» Activity:
From the line that includes "Where can the woman" down to the final line of the data below, copy every line exactly and leave the rest out.

Dataset entries
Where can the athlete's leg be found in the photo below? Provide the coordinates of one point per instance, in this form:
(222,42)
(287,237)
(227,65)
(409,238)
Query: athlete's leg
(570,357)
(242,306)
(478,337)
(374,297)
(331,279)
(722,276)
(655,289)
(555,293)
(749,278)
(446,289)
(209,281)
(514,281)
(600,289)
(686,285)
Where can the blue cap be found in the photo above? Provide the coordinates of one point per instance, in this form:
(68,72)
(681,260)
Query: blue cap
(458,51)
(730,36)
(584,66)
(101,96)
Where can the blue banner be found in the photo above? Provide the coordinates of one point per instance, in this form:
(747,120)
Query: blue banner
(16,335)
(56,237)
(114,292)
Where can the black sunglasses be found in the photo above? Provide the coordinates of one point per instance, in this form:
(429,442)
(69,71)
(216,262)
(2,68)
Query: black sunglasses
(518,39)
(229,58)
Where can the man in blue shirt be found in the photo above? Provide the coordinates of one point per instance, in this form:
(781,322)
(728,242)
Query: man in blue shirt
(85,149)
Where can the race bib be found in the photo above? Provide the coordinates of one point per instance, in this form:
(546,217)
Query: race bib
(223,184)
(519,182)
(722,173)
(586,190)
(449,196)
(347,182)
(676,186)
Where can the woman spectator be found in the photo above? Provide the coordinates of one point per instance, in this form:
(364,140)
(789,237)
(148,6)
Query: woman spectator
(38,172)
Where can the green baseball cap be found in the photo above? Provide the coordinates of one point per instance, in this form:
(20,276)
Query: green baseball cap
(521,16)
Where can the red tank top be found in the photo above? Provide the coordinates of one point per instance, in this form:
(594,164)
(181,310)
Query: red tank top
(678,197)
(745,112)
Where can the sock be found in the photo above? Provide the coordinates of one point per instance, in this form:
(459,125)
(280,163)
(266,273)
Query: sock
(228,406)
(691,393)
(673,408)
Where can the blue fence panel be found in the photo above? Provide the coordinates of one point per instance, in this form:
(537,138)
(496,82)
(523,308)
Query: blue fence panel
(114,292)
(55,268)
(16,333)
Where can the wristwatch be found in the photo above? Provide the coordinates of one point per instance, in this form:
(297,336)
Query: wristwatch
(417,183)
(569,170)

» Answer to this problem:
Where can the woman spectator be found in the photo above? Provide the coordinates of one point per instance, in this form:
(364,140)
(789,237)
(148,6)
Query: woman spectator
(38,172)
Where can the green baseball cap be found in the photo above? Provide the coordinates of one point per instance, in this form:
(20,276)
Query: green baseball cap
(521,16)
Where can the red tank top be found in the photo above? Provide the coordinates of one point per instance, in this form:
(594,164)
(181,310)
Query: red tank top
(678,197)
(745,112)
Where can the sock be found in the photo above? Provide the coordinates of one point per instance, in this form:
(459,125)
(280,163)
(266,273)
Query: sock
(228,406)
(691,393)
(673,408)
Where can the blue fence panel be found in the photo above? Provide the coordinates of one point per instance, in this form:
(537,138)
(496,82)
(523,308)
Query: blue fence panel
(114,292)
(55,268)
(16,333)
Where can the wristwatch be found in the photo above? Provide the coordinates of one point per instance, in this form:
(297,336)
Query: wristwatch
(417,183)
(569,170)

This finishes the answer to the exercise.